START EXCERPT TO READ

Updated: April 30, 2021 8:52:44 am
Last year, with the collapse in economic activities because of the onset of the pandemic denting state governments’ revenues, the central government had eased their hard borrowing constraints, allowing them to borrow 5 per cent of their gross state domestic product (GSDP), up from 3 per cent, in order to finance their expenditure. Of the two percentage point increase in the borrowing limit, 0.5 per cent was unconditional, while the remaining borrowing was subject to the successful completion of Centre-mandated reforms. While some states objected to the conditional nature of the borrowing, several others did in fact implement the reforms, creating space for them to borrow more and thus be able to spend more. However, as their budgets for the financial year 2021-22 indicate, many did not fully utilise this additional borrowing space. This means that these states may have had to curb their spending during a pandemic year, when the economy needed greater government support. The situation may well repeat itself this year. The net borrowing ceiling for the states has been fixed at 4 per cent of GSDP. But, the average budgeted fiscal deficit of 13 large states is lower at 3.3 per cent of GSDP, implying that this year too, states are budgeting to borrow less, and thus spend less than what they can. This will have grave consequences for the economic recovery.

END EXCERPT TO READ

• [USING THE INFORMATION]:
1) In the editorial on state government borrowing, what net borrowing ceiling has been fixed for the states this year?
2) Extend the editorial on state government borrowing, beginning after its final sentence.

START DATA EXCERPTS

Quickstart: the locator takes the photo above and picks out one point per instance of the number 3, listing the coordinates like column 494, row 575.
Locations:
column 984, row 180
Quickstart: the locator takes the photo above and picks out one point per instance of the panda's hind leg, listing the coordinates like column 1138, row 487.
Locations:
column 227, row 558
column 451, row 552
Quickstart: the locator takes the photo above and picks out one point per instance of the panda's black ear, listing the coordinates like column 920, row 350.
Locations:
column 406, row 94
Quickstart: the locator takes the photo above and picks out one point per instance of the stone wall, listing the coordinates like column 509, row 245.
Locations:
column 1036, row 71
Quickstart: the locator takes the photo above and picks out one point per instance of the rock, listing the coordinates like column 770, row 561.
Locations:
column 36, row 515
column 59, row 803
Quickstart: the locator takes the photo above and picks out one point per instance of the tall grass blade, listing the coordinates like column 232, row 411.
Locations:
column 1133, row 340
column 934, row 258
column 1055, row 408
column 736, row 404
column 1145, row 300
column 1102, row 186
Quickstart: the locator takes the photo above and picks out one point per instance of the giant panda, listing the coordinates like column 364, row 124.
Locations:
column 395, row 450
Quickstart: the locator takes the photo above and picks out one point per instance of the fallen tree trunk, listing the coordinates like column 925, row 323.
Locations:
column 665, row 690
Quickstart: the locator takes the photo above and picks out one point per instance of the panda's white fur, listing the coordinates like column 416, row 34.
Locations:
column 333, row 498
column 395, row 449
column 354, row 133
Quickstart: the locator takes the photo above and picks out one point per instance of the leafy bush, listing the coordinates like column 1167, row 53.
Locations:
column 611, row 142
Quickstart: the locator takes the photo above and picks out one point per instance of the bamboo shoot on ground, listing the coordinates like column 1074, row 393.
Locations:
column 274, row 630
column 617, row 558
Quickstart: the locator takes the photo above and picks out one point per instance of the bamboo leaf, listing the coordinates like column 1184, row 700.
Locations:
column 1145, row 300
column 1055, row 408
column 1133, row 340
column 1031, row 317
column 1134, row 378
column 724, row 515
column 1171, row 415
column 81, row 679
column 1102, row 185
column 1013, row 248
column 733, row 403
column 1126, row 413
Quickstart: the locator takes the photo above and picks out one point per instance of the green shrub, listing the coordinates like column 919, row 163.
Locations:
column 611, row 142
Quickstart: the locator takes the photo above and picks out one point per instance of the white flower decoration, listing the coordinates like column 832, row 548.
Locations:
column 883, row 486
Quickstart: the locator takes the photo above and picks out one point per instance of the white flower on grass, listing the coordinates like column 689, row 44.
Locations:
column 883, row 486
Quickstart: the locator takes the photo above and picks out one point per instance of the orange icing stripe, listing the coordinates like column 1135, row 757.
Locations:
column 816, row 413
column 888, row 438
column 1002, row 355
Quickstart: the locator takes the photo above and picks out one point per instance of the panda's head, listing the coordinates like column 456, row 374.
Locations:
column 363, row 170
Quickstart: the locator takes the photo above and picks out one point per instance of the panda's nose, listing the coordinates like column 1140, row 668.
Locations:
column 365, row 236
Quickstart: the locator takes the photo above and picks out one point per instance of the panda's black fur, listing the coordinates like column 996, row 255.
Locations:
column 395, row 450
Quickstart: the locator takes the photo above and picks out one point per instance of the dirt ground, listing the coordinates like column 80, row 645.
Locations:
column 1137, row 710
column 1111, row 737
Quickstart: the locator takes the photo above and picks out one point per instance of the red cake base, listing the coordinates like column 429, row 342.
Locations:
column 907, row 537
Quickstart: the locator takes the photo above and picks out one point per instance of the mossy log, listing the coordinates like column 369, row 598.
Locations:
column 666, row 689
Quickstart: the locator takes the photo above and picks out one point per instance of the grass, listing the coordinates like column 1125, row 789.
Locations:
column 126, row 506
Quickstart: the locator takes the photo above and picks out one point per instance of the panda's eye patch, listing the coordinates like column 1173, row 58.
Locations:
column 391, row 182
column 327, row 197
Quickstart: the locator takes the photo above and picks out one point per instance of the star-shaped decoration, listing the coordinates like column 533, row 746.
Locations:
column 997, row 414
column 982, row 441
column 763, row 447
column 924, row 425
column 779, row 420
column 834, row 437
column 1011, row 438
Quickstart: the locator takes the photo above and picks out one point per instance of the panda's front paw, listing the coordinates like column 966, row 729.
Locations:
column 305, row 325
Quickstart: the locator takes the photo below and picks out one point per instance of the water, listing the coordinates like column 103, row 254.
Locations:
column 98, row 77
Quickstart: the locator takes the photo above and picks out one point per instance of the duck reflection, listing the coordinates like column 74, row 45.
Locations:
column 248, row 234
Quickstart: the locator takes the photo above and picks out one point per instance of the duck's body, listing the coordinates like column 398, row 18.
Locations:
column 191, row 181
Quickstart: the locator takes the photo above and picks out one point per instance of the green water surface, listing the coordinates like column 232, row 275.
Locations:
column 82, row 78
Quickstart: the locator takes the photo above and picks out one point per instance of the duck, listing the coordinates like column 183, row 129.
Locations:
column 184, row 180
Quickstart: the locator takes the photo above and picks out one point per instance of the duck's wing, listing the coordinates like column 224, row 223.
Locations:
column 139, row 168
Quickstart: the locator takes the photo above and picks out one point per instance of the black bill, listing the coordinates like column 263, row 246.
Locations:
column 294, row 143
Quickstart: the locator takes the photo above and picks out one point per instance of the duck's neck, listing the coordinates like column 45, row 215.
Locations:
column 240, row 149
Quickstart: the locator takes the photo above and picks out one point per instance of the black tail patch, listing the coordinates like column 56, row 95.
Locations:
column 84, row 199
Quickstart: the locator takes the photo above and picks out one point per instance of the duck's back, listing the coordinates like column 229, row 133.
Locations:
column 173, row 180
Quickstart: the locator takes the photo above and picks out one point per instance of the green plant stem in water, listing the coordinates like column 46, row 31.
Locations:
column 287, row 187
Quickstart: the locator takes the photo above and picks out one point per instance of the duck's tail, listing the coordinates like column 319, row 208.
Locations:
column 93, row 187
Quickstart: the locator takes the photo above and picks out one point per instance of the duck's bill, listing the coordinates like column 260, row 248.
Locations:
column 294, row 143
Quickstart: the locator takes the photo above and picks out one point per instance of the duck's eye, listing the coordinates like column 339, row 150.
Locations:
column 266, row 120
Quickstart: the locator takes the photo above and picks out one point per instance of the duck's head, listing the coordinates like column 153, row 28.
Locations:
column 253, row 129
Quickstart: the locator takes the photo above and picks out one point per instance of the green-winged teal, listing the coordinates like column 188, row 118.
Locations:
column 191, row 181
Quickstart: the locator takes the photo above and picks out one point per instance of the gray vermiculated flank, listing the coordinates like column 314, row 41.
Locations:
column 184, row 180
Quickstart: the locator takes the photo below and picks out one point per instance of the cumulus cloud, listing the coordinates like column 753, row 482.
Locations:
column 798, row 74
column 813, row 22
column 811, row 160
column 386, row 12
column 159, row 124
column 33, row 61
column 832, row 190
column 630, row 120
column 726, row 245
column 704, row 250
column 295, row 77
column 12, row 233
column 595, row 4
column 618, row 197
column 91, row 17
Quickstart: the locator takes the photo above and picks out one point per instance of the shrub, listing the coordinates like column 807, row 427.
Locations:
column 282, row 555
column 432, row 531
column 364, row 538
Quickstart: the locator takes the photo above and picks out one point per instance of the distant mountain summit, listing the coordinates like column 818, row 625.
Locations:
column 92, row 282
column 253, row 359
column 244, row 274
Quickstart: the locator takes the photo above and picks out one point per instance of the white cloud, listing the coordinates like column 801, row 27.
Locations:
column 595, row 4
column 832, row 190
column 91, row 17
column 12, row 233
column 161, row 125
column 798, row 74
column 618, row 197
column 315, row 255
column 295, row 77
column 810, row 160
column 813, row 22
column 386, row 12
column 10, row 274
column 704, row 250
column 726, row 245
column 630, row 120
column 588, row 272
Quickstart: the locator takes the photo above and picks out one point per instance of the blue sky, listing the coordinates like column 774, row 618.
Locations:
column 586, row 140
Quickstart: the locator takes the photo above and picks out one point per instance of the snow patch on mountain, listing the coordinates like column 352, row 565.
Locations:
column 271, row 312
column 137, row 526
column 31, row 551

END DATA EXCERPTS

• [ANSWERS FOR THE TASKS]:
1) The net borrowing ceiling is 4 percent of GSDP.

2)
Of particular concern, especially at this juncture when medical resources are stretched, and demand for critical medicines and oxygen cylinders far outstrips supplies, is state spending on healthcare. According to a report by economists at SBI, the budgeted expenditure on health and family welfare (for 13 states) is pegged to grow by a mere 6.5 per cent in 2021-22. This, despite some of these states, especially the ones hit harder by the second wave, having considerable leeway to borrow more. Maharashtra, for instance, has pegged its fiscal deficit for 2021-22 at 2.2 per cent, implying that it has room to borrow more to spend. Considering that states now have to shoulder the financial burden of the vaccination drive as well, they should immediately ramp up health allocations, lest some critical expenditure is crowded out.
The impact of the second wave of infections is now beginning to show up in various economic indicators. But, even before this wave of infections, the economy had not fully recovered to pre-COVID levels, the scarring of the labour market was still visible. Considering the scale of this crisis, the possibility of future waves and the uncertain economic outlook, far greater government support is needed. Subdued spending by states, which accounts for a greater share of general government spending, poses risks to the economic recovery. State governments, at the forefront of fighting this pandemic, must utilise the fiscal space available to them to support the economy during these difficult times.